Are You Being Stupid or Lazy in Marketing Your Own Business?

The incredible stupidity, cheapskatedness, laziness of business owners is most visible in their consistent bizarre behavior regarding present customers vs. new customers or prospects in their small business marketing.

They are loathe to spend money and time on the people who have already proven they will patronize them and, in fact, do patronize them. But always willing to pour time and money into chasing the next new customer. They are in ardent, sweaty, drooling lust for the next new conquest, completely uninterested in the already conquered.

There are many reasons for this far too numerous to analyze here. They range from perverse human nature to economic ignorance to boredom to foolish belief in customer loyalty and on and on and on. The car dealer spends $50,000.00 a week on newspaper, radio and TV ads to bring in new customers but God forbid he spend a couple hundred bucks on a mailing or a couple thousand bucks on a party for his present car owners.

*INFORMATION SUPPLIED*

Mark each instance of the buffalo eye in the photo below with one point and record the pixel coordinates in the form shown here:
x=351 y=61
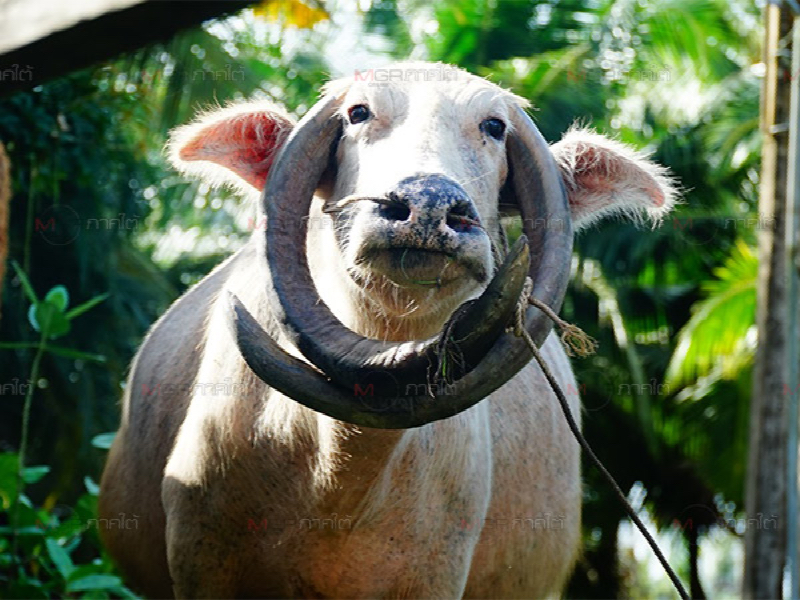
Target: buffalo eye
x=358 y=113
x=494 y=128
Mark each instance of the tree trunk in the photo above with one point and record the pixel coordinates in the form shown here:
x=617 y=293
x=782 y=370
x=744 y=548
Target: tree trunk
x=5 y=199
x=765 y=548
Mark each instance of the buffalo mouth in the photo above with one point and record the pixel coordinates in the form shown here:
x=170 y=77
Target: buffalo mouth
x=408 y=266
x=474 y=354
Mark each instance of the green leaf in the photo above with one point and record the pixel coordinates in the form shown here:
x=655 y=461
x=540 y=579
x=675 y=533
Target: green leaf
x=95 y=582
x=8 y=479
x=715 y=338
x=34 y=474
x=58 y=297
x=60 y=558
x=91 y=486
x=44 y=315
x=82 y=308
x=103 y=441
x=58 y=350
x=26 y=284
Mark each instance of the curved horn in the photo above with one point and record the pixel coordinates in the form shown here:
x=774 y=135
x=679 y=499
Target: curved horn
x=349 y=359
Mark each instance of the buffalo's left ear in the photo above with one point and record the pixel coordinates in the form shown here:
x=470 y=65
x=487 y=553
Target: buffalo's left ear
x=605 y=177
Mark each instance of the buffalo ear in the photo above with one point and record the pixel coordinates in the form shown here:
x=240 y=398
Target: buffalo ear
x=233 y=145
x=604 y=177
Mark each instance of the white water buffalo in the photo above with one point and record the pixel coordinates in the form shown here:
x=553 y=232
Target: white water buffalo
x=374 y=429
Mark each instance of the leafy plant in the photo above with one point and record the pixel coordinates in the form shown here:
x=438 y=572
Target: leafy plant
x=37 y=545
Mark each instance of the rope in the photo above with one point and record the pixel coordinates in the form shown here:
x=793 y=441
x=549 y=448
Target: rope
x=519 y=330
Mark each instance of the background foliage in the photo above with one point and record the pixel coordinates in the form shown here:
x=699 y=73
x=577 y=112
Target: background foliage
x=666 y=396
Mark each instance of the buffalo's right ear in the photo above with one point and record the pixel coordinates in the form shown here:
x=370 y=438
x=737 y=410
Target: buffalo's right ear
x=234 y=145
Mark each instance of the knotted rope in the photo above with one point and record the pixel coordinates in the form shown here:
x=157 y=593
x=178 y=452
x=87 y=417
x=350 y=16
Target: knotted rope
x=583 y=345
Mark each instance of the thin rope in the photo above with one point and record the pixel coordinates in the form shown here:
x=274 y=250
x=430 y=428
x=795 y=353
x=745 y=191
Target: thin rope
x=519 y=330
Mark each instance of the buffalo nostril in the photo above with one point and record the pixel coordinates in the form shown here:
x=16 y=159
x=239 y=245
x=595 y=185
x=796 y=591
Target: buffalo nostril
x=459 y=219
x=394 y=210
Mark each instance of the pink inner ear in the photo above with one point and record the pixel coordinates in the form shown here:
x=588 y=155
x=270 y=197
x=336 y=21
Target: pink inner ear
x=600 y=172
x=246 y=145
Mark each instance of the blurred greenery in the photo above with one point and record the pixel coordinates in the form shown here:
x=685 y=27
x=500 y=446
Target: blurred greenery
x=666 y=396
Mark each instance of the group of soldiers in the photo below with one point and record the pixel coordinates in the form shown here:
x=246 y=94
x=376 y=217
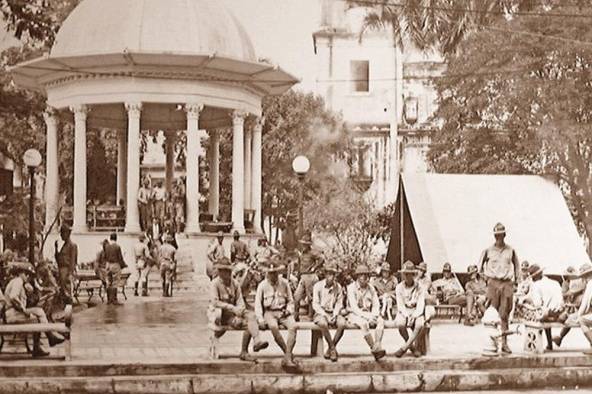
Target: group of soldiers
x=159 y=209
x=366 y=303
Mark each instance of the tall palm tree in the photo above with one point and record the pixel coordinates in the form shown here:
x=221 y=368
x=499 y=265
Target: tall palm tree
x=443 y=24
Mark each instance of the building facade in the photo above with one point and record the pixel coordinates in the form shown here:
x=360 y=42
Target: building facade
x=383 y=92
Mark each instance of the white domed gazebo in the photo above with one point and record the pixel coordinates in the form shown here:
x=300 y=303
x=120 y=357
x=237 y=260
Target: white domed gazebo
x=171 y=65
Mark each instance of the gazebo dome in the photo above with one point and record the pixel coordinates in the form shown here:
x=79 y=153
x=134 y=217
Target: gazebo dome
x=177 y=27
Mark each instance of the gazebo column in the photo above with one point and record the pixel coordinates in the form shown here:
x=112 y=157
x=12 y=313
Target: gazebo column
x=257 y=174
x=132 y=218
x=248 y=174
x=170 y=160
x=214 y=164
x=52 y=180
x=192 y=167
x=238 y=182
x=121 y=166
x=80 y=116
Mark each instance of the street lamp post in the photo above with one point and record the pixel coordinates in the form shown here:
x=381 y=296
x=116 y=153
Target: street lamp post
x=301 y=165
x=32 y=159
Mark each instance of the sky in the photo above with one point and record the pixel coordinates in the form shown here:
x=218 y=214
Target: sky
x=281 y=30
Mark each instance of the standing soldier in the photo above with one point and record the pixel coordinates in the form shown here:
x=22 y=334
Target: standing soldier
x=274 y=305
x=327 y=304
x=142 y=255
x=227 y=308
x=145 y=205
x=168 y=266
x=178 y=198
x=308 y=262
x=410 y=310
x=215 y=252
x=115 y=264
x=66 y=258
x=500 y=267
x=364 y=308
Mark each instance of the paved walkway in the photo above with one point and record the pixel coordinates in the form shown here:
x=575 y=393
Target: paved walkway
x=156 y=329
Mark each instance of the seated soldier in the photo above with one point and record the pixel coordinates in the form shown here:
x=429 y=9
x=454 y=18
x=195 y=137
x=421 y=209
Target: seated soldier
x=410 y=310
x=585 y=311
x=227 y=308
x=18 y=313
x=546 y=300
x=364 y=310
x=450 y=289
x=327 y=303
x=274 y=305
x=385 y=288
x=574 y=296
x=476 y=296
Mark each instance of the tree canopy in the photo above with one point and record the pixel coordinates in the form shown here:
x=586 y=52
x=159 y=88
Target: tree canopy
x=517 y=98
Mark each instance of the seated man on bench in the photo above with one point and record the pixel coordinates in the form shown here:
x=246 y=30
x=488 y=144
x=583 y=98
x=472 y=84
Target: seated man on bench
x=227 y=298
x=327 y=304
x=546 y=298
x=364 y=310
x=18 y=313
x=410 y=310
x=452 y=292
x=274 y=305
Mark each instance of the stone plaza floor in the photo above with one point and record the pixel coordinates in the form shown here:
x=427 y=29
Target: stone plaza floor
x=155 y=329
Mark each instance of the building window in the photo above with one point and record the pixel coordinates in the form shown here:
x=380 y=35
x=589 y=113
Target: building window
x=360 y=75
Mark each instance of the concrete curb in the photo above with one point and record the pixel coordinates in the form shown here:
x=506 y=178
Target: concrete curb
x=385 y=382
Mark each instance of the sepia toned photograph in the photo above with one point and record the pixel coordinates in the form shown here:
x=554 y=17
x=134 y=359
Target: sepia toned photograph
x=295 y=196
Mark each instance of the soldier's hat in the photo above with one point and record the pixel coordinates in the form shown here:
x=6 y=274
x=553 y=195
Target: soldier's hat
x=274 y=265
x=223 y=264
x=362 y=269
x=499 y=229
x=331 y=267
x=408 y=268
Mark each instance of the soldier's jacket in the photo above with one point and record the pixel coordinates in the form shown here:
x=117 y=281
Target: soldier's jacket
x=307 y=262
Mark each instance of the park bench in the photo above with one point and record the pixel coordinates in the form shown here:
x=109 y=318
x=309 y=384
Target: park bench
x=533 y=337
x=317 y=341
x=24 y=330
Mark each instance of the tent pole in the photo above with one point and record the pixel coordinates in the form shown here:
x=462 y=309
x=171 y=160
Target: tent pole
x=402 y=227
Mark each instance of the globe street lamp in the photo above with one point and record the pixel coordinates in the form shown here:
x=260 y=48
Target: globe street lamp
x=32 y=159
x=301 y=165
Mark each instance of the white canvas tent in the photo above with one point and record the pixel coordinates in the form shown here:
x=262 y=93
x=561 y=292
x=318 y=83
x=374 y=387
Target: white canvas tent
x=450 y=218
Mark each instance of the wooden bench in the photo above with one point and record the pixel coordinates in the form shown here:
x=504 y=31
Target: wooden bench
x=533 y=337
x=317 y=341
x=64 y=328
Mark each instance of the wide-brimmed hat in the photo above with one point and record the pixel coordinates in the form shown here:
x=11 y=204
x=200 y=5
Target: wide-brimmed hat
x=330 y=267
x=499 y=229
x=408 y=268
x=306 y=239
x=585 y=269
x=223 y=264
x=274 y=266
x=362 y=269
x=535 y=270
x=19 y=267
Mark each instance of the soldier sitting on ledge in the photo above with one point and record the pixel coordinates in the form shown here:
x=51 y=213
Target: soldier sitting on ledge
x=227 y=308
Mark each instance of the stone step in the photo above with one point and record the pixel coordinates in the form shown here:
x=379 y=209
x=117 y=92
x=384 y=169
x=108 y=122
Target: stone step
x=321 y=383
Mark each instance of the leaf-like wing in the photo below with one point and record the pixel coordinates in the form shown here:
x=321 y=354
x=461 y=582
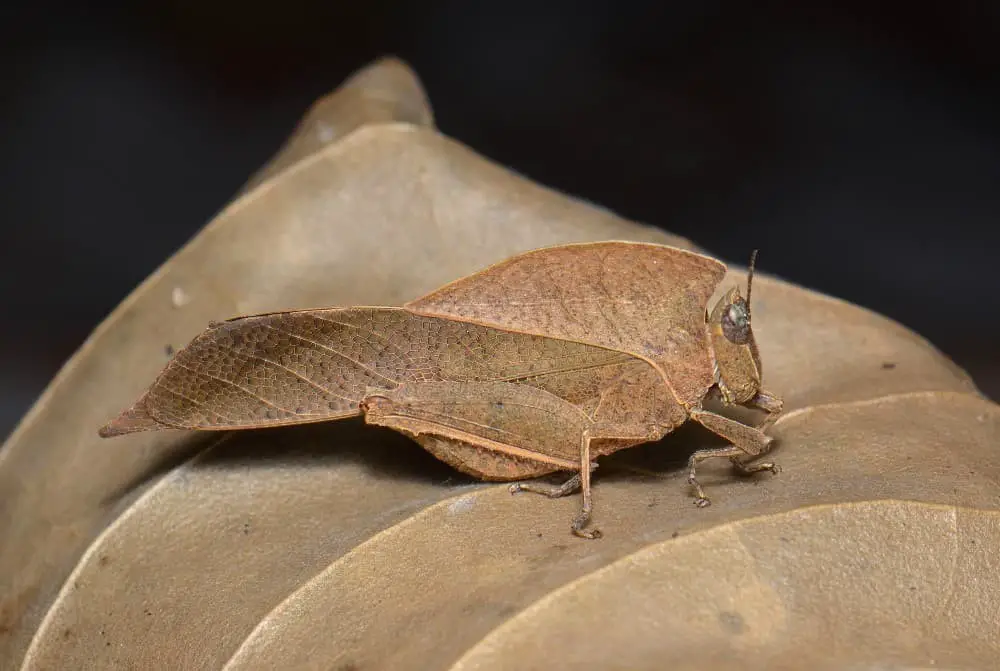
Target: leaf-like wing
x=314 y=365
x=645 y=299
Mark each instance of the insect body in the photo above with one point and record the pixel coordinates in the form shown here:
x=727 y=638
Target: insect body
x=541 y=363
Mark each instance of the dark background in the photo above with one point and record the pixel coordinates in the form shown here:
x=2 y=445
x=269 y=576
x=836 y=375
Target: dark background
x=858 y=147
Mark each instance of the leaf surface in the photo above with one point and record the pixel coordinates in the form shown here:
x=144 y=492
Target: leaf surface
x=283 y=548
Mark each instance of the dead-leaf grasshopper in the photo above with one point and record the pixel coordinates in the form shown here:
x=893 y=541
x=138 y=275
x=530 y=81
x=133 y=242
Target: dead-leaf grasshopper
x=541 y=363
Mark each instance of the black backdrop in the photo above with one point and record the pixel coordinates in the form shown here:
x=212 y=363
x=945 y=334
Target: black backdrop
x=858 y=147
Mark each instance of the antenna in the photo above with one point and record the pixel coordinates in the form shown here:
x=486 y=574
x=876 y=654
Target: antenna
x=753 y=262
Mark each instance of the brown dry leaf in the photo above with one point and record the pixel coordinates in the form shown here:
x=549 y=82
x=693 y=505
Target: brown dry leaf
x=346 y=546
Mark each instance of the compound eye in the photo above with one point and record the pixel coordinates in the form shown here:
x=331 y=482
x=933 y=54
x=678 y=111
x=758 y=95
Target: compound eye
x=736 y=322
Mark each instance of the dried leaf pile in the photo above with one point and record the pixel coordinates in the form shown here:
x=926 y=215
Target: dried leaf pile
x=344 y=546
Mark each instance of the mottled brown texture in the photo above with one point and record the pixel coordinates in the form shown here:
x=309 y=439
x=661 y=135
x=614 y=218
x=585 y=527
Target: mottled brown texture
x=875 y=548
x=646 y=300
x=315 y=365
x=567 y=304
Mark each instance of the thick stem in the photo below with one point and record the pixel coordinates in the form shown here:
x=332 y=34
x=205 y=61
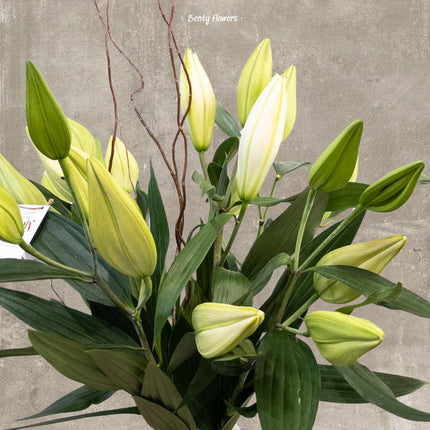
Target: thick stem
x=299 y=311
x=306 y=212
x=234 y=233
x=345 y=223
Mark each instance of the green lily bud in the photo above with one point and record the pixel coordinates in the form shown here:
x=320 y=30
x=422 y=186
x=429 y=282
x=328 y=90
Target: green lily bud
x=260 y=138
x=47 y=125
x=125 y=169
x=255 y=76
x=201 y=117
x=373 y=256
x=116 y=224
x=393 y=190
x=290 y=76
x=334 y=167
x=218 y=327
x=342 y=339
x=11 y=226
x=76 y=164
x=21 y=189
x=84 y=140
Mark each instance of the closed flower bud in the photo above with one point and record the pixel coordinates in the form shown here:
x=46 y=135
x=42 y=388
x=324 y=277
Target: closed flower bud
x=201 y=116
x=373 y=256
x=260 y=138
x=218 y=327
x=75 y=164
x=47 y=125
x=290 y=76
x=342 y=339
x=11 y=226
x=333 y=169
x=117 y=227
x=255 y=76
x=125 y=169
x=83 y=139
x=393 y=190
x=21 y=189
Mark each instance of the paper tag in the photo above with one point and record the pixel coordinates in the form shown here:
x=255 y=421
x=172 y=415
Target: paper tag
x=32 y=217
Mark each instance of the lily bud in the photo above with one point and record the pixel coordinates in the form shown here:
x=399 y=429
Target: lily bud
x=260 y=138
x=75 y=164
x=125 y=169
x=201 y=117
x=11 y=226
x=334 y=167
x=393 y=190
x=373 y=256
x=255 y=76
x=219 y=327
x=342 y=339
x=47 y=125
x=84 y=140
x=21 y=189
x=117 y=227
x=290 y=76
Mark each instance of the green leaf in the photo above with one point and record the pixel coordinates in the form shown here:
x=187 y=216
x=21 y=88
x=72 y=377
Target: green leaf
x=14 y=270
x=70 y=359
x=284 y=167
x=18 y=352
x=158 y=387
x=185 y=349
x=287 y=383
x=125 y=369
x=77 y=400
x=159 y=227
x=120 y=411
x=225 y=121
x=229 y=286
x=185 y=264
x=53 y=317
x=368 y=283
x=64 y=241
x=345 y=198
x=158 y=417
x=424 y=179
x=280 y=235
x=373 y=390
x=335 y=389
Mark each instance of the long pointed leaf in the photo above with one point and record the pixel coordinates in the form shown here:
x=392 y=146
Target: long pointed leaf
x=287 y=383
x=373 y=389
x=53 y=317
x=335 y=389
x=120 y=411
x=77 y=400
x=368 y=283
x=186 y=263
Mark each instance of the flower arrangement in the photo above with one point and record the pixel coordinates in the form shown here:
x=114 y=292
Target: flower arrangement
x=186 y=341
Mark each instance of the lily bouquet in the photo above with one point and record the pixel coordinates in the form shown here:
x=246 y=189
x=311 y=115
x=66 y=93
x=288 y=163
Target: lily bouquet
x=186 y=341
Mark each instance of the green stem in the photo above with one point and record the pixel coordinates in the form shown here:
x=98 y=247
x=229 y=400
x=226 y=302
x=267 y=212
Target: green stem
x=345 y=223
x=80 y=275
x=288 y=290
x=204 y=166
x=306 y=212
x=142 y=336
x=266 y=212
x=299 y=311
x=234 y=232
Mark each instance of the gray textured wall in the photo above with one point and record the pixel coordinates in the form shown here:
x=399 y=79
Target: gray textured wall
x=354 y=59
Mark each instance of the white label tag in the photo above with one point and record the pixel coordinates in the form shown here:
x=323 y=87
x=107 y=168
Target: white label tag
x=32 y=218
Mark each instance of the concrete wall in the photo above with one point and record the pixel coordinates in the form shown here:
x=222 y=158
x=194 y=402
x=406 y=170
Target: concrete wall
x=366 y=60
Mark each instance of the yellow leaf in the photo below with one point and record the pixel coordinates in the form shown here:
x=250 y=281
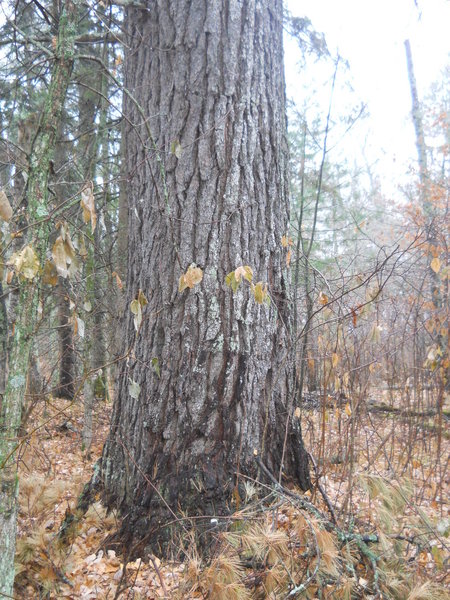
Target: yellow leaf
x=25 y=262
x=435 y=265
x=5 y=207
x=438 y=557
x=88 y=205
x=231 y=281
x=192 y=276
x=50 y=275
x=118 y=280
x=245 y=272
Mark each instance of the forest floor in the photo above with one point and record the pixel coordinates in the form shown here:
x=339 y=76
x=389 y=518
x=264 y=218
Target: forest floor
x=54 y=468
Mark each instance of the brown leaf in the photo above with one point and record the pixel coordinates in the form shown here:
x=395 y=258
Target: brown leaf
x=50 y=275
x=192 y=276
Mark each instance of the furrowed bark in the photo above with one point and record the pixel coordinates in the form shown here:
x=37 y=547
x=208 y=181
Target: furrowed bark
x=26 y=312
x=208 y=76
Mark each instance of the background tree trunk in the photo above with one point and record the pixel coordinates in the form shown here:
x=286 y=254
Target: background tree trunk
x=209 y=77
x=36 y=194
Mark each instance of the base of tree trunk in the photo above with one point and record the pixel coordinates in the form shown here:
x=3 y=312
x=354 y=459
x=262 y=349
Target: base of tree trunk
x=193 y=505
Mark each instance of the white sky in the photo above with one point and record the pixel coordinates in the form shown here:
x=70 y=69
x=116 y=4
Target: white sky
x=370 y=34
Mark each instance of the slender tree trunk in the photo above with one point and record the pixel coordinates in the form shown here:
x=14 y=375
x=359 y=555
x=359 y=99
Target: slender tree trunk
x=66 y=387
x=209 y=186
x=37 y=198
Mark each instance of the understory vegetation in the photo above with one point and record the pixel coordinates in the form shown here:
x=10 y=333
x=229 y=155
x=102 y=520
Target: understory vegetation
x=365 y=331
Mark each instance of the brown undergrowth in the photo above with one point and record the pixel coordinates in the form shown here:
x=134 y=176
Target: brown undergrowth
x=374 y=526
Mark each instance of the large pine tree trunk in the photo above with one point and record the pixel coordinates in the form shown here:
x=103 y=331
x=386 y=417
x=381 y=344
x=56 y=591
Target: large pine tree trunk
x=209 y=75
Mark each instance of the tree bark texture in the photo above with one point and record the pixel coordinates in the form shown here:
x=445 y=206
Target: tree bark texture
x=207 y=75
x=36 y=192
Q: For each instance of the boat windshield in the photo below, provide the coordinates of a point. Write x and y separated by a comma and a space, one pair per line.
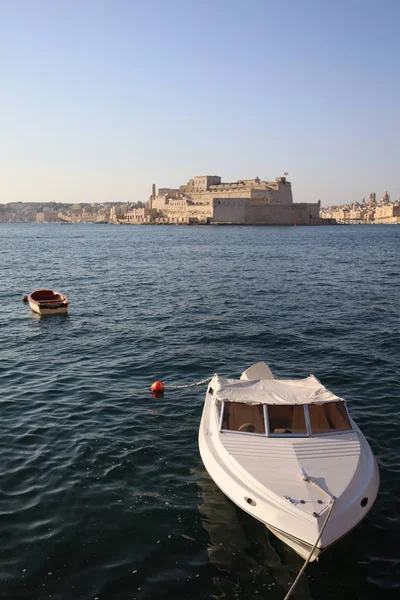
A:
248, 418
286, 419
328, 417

*WORK INSTRUCTION A*
In the marketing article, how much does the car dealer spend each week on advertising?
*WORK INSTRUCTION B*
Extend the marketing article past its last sentence, the one about the car dealer.
The listing is separate material that has nothing to do with the marketing article.

*ANSWER SECTION A*
$50,000.00 a week on newspaper, radio and TV ads.

*ANSWER SECTION B*
It's hard to find any business where this combination of stupidity, cheapskatedness and laziness is as magnified as the car business. It is a very good thing everybody buys cars, because in pretty much any other business, most dealers and almost all the salespeople'd starve, deservedly.

But on different levels, the same nitwit behavior pervades most businesses. My dry cleaner advertises like a banshee in Val-Pak and local papers; not once in the 3 years I've spent no less than $150 a month have I gotten a piece of mail, and to add insult, the coupons say: for new customers only.

The dry cleaner is fortunate I hate the thought of trying to find another competent dry cleaner so much. The dealer I bought my last car from, not so fortunate.

If you want to start 'mind capture' somewhere, start with the top 50% or 40% or 30% of your customers. Make sure what they are talking about EVERY week of their life is YOU. Then move on to doing the same in a target prospect group. Or your industry or community. It is reportedly quite difficult to get ghosts to up and leave a haunted house. Movies like 'Beetlejuice' and 'Ghostbusters' come to mind.

Well, most people have haunted houses all their own. Populated with the ghosts of whatever they heard their parents say about money at the top of the stairs, ghosts of past unsuccessful or unpleasant experiences, ghosts of things tried but once and ruled out forever, ghosts of ancient arguments and disagreements, ghosts of industry norms and business practices created for a 1950 world.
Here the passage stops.